* START Extract *

2006 NCAA Division III women's basketball tournament
- Teams: 63
- Finals site: Blake Arena, Springfield, Massachusetts
- Champions: Hope Flying Dutch (2nd title)
- Runner-up: Southern Maine Huskies (3rd title game)
- Third place: Scranton Royals (8th Final Four)
- Fourth place: Hardin-Simmons Cowboys (1st Final Four)
- Winning coach: Brian Morehouse (1st title)
- MOP: Bria Ebels (Hope)
- Attendance: 21,221

= 2006 NCAA Division III women's basketball tournament =

The 2006 NCAA Division III women's basketball tournament was the 25th annual tournament hosted by the NCAA to determine the national champion of Division III women's collegiate basketball in the United States.

* END Extract *

Direction 1:
Answer these from the tournament summary:
(a) At what arena and in what city was the final held?
(b) Who was named MOP, and for which team did she play?
(c) Which annual edition of the tournament was this?
Direction 2: Echo the stretch of the tournament summary from "- Third place: Scranton" through "the United States.".
Direction 3: According to the tournament summary, why does the NCAA host this tournament?
The data after this point comes from a separate source.

* START Source data *

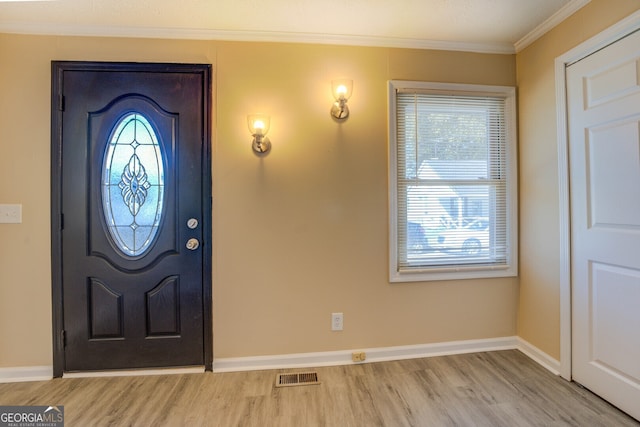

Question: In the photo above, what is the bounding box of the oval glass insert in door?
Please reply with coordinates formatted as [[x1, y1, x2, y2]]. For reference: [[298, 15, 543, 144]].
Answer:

* END Source data *

Solution 1:
(a) Blake Arena, Springfield, Massachusetts
(b) Bria Ebels, Hope
(c) The 25th

Solution 2:
- Third place: Scranton Royals (8th Final Four)
- Fourth place: Hardin-Simmons Cowboys (1st Final Four)
- Winning coach: Brian Morehouse (1st title)
- MOP: Bria Ebels (Hope)
- Attendance: 21,221

= 2006 NCAA Division III women's basketball tournament =

The 2006 NCAA Division III women's basketball tournament was the 25th annual tournament hosted by the NCAA to determine the national champion of Division III women's collegiate basketball in the United States.

Solution 3: The NCAA hosts it to determine the national champion of Division III women's collegiate basketball in the United States.